* _ASSIGNMENT_:
Go over these records and count the lines with the string "every" in them; the count is all that should be returned.

* _INPUT MATERIAL_:

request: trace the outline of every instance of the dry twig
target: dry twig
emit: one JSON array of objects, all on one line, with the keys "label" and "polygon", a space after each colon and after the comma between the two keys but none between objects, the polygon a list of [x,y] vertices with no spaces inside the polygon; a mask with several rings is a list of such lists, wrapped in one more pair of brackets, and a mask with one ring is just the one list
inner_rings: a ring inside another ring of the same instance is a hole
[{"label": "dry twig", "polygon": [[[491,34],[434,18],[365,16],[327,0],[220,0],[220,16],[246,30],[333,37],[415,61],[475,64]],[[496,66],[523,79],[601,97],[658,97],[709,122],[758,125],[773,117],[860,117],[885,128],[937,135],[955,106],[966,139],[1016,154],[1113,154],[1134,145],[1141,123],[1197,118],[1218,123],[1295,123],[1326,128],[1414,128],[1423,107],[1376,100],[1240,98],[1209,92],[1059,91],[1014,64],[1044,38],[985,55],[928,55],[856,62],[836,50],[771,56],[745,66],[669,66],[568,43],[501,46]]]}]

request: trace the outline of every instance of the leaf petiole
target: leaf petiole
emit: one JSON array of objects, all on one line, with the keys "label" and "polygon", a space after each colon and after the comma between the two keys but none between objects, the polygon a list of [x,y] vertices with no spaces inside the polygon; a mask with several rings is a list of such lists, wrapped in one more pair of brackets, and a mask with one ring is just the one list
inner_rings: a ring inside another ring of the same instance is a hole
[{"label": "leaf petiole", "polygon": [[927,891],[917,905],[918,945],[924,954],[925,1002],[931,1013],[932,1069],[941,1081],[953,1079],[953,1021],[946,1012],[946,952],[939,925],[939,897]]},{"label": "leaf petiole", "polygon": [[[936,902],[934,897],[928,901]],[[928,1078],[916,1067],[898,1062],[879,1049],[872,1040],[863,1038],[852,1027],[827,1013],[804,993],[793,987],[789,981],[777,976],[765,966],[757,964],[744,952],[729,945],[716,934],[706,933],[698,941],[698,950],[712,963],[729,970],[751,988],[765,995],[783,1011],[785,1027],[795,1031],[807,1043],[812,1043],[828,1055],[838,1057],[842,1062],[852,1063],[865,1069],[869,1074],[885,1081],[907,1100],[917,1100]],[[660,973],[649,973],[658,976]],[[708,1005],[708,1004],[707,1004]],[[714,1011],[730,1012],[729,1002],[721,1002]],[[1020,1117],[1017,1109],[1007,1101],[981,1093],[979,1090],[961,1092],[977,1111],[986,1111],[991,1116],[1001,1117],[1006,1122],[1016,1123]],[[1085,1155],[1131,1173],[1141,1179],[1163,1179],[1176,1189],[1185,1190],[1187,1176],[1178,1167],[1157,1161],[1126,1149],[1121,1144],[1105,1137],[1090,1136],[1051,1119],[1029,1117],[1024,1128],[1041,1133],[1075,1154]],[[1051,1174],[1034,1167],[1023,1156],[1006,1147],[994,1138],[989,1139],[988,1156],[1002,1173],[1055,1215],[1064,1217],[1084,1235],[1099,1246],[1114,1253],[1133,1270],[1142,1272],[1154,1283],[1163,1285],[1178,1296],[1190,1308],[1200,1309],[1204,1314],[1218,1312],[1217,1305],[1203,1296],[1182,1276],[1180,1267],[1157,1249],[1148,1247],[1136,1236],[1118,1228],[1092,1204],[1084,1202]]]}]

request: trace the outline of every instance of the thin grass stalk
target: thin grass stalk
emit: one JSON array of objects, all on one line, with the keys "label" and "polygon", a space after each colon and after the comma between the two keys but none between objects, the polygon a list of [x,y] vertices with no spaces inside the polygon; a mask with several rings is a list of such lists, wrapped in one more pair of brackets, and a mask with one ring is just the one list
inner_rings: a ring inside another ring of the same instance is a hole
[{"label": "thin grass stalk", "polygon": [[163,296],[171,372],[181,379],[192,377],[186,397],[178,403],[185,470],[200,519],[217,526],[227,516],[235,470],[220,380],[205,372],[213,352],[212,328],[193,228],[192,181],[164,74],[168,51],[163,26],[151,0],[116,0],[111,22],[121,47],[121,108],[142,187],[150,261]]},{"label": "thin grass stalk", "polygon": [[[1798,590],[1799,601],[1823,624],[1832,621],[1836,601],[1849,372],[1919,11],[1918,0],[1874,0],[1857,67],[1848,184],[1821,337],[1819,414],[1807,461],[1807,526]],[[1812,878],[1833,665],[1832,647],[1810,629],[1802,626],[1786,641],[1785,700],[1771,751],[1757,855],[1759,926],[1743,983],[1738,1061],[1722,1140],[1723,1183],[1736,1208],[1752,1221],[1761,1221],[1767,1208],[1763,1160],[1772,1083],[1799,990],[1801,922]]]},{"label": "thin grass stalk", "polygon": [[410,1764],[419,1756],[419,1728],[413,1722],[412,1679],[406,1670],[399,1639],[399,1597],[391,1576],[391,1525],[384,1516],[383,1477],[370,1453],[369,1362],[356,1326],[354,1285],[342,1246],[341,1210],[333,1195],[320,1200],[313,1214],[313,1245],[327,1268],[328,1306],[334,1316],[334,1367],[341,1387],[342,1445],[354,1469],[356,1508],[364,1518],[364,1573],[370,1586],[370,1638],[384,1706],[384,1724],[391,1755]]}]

* _RESULT OF THE TASK_:
3